◆ Study text ◆

Content starts

Multi-template Meta-information Regularized Network for Alzheimer’s Disease Diagnosis: A Study Based on Structural MRI

Research Background

Alzheimer’s Disease (AD) is a progressive neurodegenerative disorder, and its diagnosis and early detection is a significant challenge in the medical field. Structural MRI (sMRI) is widely used in computer-aided diagnosis of Alzheimer’s due to its capability of providing detailed brain morphological patterns and anatomical features. Although previous studies have validated the effectiveness of combining metadata (such as age, gender, and education years) for AD diagnosis using sMRI, existing methods mainly focus on the correlation or confounding effects of metadata with AD, such as gender biases and normal aging issues, making it difficult to fully exploit the impact of metadata on AD diagnosis. To address these issues, this study constructs a novel Multi-template Meta-information Regularized Network (MMRN) for AD diagnosis using sMRI.

Content ends

◆ Excerpted data ◆
Content starts

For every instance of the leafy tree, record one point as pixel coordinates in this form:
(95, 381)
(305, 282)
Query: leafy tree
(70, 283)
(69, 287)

Content ends

◆ Tasks to perform ◆
1. In the text on the Alzheimer's diagnosis network, which kinds of metadata have earlier studies combined with structural MRI?
2. Extend the text on the Alzheimer's diagnosis network, starting after its last sentence.

◆ Answers provided ◆
1. Age, gender, and education years.

2.
Research Source

This paper was authored by Kanfu Han, Gang Li, Zhiwen Fang, and Yang Feng from the School of Biomedical Engineering, Southern Medical University, Guangdong Provincial Key Laboratory of Medical Image Processing, Guangdong Provincial Engineering Laboratory for Medical Imaging and Diagnostic Technology, and the University of North Carolina at Chapel Hill. The study was published on December 18, 2023 in the IEEE Transactions on Medical Imaging.

Research Process

a) Research Steps

Step 1: Multi-template Selection and Image Preprocessing

To eliminate diagnostic variations caused by different spatial transformations, multiple brain templates were selected for data augmentation. Specifically, each sMRI image was transformed to different template spaces via spline interpolation, and 11 templates were selected using the Affinity Propagation Clustering algorithm, including the Colin27 template and 10 templates selected from the ADNI and NACC datasets.

Step 2: Multi-template Self-supervised Learning

A simple Siamese network was constructed to randomly transform sMRI images into two template spaces (θi and θj) and extract high-level feature embeddings using an 8-layer convolutional network. These features were then decoupled through self-supervised learning and category-supervised learning.

Step 3: Weakly Supervised Meta-information Learning

To extract metadata from the features without affecting the encoder’s discriminative ability, a module consisting of InfoGAN and a decoupler was designed. InfoGAN used adversarial training to learn the metadata.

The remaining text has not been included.